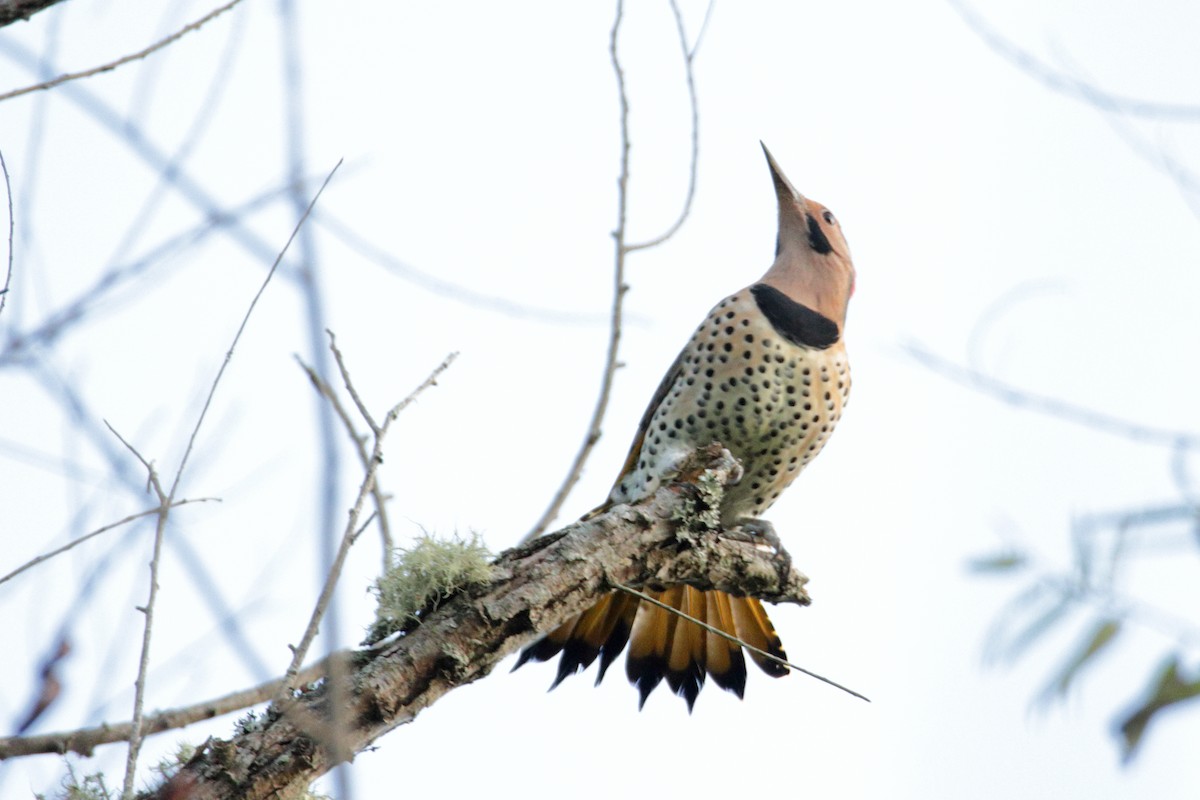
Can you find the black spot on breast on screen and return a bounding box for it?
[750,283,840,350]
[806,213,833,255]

--

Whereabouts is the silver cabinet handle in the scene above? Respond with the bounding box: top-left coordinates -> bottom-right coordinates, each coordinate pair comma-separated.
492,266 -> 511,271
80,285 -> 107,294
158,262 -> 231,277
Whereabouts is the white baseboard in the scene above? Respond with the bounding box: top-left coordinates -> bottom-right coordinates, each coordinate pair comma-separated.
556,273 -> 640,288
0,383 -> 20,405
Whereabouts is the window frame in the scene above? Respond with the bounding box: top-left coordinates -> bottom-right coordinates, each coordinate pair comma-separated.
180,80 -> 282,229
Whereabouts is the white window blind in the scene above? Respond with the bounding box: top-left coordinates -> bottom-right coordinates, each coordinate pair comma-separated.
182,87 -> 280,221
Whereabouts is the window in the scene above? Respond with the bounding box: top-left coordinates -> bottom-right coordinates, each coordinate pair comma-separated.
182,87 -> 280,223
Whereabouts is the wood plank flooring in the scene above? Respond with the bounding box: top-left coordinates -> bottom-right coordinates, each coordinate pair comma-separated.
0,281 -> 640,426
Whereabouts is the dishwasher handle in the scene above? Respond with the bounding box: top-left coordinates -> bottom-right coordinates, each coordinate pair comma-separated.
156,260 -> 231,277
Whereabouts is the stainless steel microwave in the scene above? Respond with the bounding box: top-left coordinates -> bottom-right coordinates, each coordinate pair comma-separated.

[YOUR OBJECTIVE] Return, unchanged and in order, the stretch of lines from the one containing "Can you find" through the one containing "[806,213,833,255]", including both of those lines.

[RIGHT ANSWER]
Can you find the black spot on breast on screen and return a bounding box for it?
[750,283,840,350]
[806,213,833,255]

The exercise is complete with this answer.